GAA star left permanently disabled after slipping on grapes in Tesco has €1.4m damages reduced
A woman left permanently disabled with severe back and other injuries after slipping on grapes while shopping in a Tesco store has had her €1.43m damages award reduced to some €1.25m.
Patricia Walsh (48), a mother of two, from Carrigaholt, Co Clare, sued over her fall in the fruit section of the Tesco store at Kilrush, in August 2012. She hit the ground after her legs shot out from under her and was unable to get up afterwards.
Tesco admitted liability on the first day of the High Court hearing but disputed the sums claimed.
On the basis of medical and other evidence heard over seven days, Mr Justice Anthony Barr held she suffered severe physical and psychological injuries, including serious back and bladder injuries, leaving her "grossly disabled in all aspects of her life".
A former active sportswoman who had played GAA with Co Clare and Munster, she cannot play sports and will probably be unable to resume her work as a part-time secretary, he said.
He awarded some €1.43m but Tesco appealed that sum. A stay applied on the award pending appeal on condition €500,000 was paid out in advance, plus 75 per cent of her legal costs.

* _PROVIDED RECORDS_
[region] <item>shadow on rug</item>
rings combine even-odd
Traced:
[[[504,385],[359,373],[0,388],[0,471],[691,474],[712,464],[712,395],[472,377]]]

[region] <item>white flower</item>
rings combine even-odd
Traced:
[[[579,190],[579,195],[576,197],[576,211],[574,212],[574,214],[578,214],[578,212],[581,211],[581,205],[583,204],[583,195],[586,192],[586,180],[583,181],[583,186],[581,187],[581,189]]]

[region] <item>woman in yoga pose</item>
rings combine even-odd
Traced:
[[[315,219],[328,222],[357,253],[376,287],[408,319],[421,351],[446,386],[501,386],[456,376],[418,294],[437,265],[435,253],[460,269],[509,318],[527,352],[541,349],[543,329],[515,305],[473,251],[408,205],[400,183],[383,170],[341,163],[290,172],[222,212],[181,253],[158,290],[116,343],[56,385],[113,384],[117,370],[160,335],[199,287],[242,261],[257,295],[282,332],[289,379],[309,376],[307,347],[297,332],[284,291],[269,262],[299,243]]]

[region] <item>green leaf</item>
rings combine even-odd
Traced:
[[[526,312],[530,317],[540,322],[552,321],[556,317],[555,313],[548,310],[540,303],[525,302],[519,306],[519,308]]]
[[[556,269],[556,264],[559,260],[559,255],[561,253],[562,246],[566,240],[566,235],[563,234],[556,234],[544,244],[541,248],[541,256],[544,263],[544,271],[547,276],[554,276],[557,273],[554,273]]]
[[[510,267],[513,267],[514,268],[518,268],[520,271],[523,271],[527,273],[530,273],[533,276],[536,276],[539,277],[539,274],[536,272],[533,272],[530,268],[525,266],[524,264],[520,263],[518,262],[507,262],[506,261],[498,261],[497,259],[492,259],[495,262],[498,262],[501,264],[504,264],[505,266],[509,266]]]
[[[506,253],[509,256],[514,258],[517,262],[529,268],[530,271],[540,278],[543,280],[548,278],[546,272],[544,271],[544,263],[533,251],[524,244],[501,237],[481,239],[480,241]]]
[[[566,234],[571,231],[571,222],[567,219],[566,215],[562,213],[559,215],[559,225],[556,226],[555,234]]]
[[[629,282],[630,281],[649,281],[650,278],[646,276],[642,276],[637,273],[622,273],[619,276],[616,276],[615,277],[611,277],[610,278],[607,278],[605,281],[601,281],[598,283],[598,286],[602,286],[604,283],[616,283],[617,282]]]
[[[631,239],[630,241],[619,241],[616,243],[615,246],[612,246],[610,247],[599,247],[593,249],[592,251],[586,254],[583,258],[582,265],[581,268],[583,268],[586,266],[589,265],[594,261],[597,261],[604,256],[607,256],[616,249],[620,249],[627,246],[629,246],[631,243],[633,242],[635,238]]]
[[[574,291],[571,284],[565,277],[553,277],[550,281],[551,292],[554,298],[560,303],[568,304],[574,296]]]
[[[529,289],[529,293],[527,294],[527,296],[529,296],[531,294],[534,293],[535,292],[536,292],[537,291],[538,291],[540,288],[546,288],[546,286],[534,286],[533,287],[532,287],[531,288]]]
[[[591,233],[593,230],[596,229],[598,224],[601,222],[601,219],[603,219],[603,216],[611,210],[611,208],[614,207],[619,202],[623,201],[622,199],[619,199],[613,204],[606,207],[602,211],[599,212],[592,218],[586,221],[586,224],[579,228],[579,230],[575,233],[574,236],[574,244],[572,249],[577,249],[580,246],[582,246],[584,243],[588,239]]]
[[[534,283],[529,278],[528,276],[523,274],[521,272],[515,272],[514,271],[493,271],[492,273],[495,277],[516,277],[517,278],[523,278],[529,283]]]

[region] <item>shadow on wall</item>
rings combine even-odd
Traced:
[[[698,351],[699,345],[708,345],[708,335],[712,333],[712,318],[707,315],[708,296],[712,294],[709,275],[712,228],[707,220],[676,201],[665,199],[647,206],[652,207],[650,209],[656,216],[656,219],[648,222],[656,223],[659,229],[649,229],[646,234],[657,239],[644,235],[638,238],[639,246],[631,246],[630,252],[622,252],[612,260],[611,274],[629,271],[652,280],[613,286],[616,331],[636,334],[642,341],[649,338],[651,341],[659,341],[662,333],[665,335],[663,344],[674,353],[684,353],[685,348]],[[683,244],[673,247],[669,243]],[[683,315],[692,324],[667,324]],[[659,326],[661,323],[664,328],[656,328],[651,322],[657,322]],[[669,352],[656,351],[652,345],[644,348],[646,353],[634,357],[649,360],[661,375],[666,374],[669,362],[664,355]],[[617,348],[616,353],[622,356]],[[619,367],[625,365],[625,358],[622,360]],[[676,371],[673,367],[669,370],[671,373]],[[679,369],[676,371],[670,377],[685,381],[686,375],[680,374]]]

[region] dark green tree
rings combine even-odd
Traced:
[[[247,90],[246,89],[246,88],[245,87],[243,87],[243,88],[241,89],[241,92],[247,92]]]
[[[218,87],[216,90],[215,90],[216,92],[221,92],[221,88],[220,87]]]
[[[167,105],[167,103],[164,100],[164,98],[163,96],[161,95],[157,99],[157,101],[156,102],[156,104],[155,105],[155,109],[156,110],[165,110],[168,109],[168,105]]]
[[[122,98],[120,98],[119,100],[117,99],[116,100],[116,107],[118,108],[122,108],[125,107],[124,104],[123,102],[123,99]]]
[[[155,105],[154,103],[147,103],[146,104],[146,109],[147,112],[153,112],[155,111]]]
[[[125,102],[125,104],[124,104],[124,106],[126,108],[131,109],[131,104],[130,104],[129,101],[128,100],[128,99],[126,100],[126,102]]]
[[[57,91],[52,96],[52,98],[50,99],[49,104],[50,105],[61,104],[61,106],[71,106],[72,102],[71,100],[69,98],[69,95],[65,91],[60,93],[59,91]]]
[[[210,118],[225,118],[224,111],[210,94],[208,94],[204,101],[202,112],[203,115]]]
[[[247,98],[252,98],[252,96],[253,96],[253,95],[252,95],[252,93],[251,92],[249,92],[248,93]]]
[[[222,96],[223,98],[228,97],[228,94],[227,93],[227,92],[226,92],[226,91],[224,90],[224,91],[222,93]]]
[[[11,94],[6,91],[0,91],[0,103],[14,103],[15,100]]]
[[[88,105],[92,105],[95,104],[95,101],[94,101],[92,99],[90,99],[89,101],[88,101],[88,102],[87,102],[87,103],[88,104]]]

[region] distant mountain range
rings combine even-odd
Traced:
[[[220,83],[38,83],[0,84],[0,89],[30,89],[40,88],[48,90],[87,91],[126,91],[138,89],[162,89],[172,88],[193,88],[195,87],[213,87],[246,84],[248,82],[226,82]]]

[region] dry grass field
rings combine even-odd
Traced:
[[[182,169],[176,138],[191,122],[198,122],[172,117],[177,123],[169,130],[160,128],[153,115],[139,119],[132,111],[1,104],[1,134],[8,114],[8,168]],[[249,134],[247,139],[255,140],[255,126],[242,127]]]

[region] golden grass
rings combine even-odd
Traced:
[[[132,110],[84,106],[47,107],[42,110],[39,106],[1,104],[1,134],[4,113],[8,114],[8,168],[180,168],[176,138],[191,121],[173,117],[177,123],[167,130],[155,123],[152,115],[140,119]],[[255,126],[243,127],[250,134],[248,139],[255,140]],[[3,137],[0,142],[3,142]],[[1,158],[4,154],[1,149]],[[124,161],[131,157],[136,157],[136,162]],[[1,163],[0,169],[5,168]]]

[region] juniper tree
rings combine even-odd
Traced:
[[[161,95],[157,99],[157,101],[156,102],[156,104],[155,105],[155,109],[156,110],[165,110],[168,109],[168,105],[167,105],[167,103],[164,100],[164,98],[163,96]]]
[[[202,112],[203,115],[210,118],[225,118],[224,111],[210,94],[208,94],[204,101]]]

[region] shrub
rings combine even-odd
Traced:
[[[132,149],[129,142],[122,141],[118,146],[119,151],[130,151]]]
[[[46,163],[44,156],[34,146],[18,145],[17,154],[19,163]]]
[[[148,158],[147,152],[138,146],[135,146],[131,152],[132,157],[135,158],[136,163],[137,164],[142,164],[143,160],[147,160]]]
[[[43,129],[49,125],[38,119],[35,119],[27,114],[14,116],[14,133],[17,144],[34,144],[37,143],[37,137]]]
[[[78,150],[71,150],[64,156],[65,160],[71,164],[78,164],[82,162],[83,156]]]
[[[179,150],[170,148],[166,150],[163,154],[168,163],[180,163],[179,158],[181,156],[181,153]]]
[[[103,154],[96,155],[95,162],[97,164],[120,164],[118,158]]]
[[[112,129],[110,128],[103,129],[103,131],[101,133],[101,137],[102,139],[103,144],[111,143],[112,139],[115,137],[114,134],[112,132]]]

* _PARTS OF THE EXERCISE_
1. Check each statement against the report on the Tesco grape case and say yes or no, quoting the words of the report that decide it: (a) Tesco admitted liability before the High Court hearing began. (b) The fall happened in the fruit section of the Kilrush store. (c) The stay required the full award to be paid out in advance.
2. Extend the report on the Tesco grape case past its final sentence.
The records can be set aside; nothing here depends on them.

* _ANSWER SET_
1.
(a) No: "Tesco admitted liability on the first day of the High Court hearing"
(b) Yes: "her fall in the fruit section of the Tesco store at Kilrush"
(c) No: "on condition €500,000 was paid out in advance, plus 75 per cent of her legal costs"

2.
On Friday, the three judge Court of Appeal cut the award by about €182,000 on foot of various findings, including about the number of medical procedures to be funded into the future and on the appropriate interest rate applicable to future loss of earnings.
While accepting Tesco "to a certain extent" won its appeal, Ms Justice Mary Irvine said Ms Walsh was entitled to costs of the appeal.
That was for reasons including Tesco's failure to respond to a letter from Ms Walsh’s side last January, before the appeal hearing, offering to accept €1.2m instead of the €1.4m award. Had Tesco accepted that offer, Ms Walsh would have received less than the appeal court had decided she was entitled to, the judge noted.
Tesco, represented by Sean Lynch SC, argued Ms Walsh’s offer came when preparations for the appeal were well under way. Tesco wished to appeal for reasons including it considered the overall award too high and its concern about the possible impact of the High Court findings, including concerning interest rates, for other cases, he said.
Seeking Ms Walsh’s costs, Edward Walsh SC, with Pat Quinn SC, said the only engagement Tesco made with their side came very early on when it offered €400,000 to Ms Walsh.
Ms Justice Irvine said appeal outcome meant Ms Walsh had got more than she had offered to accept from Tesco. While that offer came late in the day, Tesco had said it intended to run the appeal to deal in effect with the rate of return RRR on investment income and had lost on that issue, she added.
In its judgment, the appeal court noted the High Court had found Ms Walsh would probably be unable to return to work and, arising from the significant Court of Appeal judgment in the Russell case concerning interest rates, assumed a 1.5 rate of return (RRR) for future pecuniary loss and 1 per cent for future loss of earnings.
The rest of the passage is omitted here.